==== Information shown

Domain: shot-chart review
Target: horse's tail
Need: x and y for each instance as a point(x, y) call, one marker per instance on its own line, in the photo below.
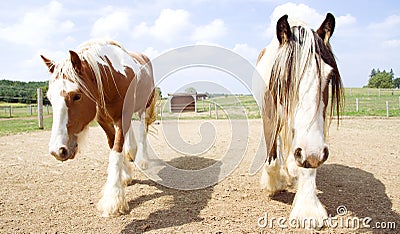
point(151, 111)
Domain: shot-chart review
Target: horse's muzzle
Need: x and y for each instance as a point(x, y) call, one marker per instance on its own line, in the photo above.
point(310, 161)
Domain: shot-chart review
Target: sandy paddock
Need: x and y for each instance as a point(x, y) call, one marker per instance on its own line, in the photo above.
point(40, 194)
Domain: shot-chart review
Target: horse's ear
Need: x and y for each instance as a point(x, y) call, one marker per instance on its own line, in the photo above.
point(76, 61)
point(283, 30)
point(327, 27)
point(270, 125)
point(49, 63)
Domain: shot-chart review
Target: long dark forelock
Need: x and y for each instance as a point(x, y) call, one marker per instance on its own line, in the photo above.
point(291, 62)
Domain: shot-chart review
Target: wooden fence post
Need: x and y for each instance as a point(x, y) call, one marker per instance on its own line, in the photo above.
point(40, 107)
point(216, 111)
point(387, 109)
point(356, 104)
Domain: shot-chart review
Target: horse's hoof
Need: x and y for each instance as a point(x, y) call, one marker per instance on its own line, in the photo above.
point(144, 165)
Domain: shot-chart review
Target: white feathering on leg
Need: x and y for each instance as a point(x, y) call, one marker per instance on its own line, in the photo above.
point(113, 201)
point(307, 209)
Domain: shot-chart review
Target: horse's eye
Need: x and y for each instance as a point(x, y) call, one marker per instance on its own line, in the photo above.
point(76, 97)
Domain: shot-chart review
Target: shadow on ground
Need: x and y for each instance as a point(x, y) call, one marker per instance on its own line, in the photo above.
point(186, 205)
point(358, 191)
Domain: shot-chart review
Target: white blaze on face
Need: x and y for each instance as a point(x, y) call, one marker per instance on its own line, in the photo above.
point(59, 133)
point(309, 121)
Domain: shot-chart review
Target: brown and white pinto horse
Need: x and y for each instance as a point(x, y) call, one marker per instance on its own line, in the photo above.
point(298, 68)
point(93, 83)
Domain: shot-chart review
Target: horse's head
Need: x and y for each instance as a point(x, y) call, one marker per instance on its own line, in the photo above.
point(301, 75)
point(73, 109)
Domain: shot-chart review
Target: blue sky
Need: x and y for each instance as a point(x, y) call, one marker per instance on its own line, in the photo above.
point(367, 33)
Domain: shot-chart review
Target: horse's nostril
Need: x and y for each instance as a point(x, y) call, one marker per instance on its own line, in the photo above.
point(297, 153)
point(63, 152)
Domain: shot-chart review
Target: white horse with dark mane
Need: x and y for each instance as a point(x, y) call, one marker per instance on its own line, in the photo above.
point(298, 68)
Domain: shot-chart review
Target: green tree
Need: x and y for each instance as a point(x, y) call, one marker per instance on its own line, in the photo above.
point(396, 83)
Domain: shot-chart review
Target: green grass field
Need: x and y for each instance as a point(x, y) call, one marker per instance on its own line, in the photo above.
point(371, 102)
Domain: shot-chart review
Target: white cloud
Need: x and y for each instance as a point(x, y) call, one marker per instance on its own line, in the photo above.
point(209, 32)
point(168, 26)
point(391, 23)
point(247, 52)
point(111, 25)
point(391, 44)
point(345, 20)
point(151, 52)
point(37, 26)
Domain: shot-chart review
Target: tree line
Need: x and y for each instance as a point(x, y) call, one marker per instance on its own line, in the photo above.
point(22, 92)
point(383, 79)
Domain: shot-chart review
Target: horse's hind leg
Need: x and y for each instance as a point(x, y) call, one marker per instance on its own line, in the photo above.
point(130, 146)
point(141, 156)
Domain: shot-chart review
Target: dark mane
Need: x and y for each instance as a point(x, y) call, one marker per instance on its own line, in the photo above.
point(292, 60)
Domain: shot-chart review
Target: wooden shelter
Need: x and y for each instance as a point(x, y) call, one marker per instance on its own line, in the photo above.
point(184, 102)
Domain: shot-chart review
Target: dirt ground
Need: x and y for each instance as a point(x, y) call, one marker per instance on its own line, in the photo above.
point(41, 195)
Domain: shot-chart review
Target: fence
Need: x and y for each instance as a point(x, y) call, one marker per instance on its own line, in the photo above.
point(8, 111)
point(372, 102)
point(222, 107)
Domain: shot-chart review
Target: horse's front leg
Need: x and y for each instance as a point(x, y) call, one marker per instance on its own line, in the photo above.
point(113, 201)
point(307, 210)
point(274, 177)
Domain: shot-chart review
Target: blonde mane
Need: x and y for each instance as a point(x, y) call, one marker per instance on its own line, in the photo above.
point(100, 55)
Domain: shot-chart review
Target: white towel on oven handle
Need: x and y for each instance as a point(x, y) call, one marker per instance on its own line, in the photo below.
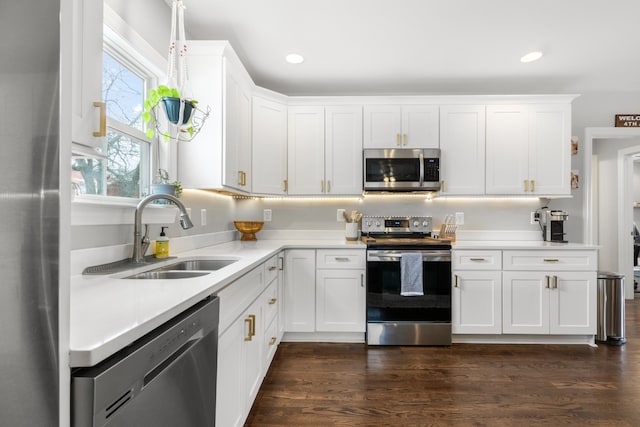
point(411, 274)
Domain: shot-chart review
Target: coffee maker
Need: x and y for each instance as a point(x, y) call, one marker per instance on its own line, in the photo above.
point(552, 224)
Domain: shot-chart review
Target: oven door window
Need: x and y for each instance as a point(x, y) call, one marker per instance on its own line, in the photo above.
point(389, 171)
point(384, 302)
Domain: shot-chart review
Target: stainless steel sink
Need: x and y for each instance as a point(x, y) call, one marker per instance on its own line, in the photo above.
point(199, 264)
point(161, 274)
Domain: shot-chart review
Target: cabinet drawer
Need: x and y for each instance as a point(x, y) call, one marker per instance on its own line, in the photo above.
point(235, 298)
point(569, 260)
point(346, 258)
point(270, 269)
point(477, 260)
point(271, 303)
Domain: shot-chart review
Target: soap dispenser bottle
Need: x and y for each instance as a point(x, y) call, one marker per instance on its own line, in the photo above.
point(162, 245)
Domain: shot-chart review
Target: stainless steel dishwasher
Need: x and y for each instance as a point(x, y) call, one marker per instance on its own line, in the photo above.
point(166, 378)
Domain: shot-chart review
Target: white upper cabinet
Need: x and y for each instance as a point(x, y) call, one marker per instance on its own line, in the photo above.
point(406, 126)
point(219, 157)
point(237, 127)
point(325, 150)
point(269, 147)
point(528, 149)
point(306, 150)
point(89, 112)
point(462, 145)
point(343, 149)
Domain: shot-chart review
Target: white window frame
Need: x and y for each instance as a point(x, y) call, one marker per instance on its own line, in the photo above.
point(124, 43)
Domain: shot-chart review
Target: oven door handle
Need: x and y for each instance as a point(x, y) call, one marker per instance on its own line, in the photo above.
point(395, 256)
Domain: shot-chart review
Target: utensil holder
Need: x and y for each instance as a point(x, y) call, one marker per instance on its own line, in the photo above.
point(351, 231)
point(448, 232)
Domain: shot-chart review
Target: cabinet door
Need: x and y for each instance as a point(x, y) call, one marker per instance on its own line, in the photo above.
point(477, 302)
point(306, 150)
point(343, 150)
point(525, 303)
point(382, 126)
point(253, 337)
point(462, 141)
point(507, 149)
point(299, 290)
point(572, 303)
point(87, 73)
point(269, 147)
point(550, 148)
point(420, 126)
point(230, 399)
point(340, 301)
point(236, 130)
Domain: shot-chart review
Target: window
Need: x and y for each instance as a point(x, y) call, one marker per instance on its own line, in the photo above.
point(126, 170)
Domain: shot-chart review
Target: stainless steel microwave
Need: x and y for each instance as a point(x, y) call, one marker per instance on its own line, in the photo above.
point(401, 169)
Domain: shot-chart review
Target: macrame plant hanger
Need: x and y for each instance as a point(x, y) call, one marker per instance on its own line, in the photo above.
point(184, 117)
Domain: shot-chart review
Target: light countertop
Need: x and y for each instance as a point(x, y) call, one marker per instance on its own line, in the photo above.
point(109, 312)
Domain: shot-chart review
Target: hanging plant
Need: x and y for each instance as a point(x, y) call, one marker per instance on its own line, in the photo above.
point(182, 119)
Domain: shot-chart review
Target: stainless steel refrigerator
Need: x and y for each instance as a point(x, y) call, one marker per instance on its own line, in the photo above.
point(29, 209)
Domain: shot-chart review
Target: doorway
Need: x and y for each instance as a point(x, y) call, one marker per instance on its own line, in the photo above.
point(608, 207)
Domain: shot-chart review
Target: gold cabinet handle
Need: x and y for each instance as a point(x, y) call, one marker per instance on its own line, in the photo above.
point(249, 319)
point(103, 119)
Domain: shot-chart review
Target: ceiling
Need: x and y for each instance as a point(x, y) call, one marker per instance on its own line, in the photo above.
point(358, 47)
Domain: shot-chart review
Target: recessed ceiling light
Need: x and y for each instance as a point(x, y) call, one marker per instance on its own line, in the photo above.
point(531, 56)
point(294, 58)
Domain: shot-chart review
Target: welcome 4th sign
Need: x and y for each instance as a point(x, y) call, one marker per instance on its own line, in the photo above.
point(627, 120)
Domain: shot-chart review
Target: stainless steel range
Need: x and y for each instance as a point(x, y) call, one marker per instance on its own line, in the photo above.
point(408, 282)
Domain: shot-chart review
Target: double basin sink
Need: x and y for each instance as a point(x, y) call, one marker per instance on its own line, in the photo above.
point(184, 269)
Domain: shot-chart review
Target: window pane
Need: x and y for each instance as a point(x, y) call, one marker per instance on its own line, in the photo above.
point(123, 91)
point(123, 167)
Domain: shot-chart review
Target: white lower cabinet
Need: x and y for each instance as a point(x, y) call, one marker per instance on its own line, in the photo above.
point(247, 341)
point(524, 292)
point(300, 290)
point(325, 290)
point(559, 303)
point(477, 302)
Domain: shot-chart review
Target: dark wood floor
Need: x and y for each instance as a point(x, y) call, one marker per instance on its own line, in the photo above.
point(461, 385)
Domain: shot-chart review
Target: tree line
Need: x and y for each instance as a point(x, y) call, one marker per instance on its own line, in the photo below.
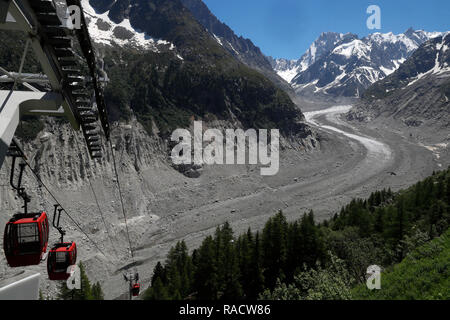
point(305, 259)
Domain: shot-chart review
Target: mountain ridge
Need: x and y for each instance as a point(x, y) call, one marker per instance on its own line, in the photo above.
point(346, 68)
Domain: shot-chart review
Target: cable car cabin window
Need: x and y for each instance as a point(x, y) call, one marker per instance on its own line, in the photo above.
point(9, 239)
point(28, 238)
point(61, 261)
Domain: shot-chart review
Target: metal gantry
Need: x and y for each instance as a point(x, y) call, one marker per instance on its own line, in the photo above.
point(72, 93)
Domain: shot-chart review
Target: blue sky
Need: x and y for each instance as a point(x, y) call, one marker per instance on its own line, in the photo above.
point(286, 28)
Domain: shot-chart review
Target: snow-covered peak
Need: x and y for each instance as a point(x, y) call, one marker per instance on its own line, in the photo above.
point(353, 64)
point(105, 31)
point(354, 48)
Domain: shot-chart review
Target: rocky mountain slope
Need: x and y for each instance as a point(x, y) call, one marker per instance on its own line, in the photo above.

========

→ Prompt:
Swap "shot-chart review" for "equine photo review" throughout the lines that run from the very first one through the line containing "point(144, 165)", changing nothing else. Give only those lines, and leave the pictures out.

→ Answer:
Domain: equine photo review
Target: horse's tail
Need: x and y for each instance as a point(x, y) call, one marker per instance on its own line, in the photo below.
point(151, 111)
Domain: equine photo review
Target: horse's muzzle
Need: x and y for each instance as a point(x, y) call, one marker per instance on its own line, in the photo above.
point(310, 161)
Domain: equine photo review
Target: sandy paddock
Need: x and y for each instance as a point(x, y) call, one marker per instance on its own line, in the photo above.
point(40, 194)
Domain: equine photo review
Target: horse's ear
Need: x and y for each instance as a point(x, y) call, one marker per instance on its own line, in the photo above.
point(76, 61)
point(283, 30)
point(327, 27)
point(270, 125)
point(49, 63)
Domain: equine photo review
Target: long dark forelock
Need: x and y for each instance as a point(x, y) call, one marker per instance on its own line, in the photo above.
point(291, 62)
Domain: equine photo review
Target: wooden fence post
Need: x and y for each instance as a point(x, y) call, one marker per instance on its own line, in the photo above.
point(40, 107)
point(216, 111)
point(387, 109)
point(356, 104)
Domain: equine photo review
Target: horse's hoof
Need: x and y for each instance as a point(x, y) call, one marker per instance on its own line, in the photo above.
point(144, 165)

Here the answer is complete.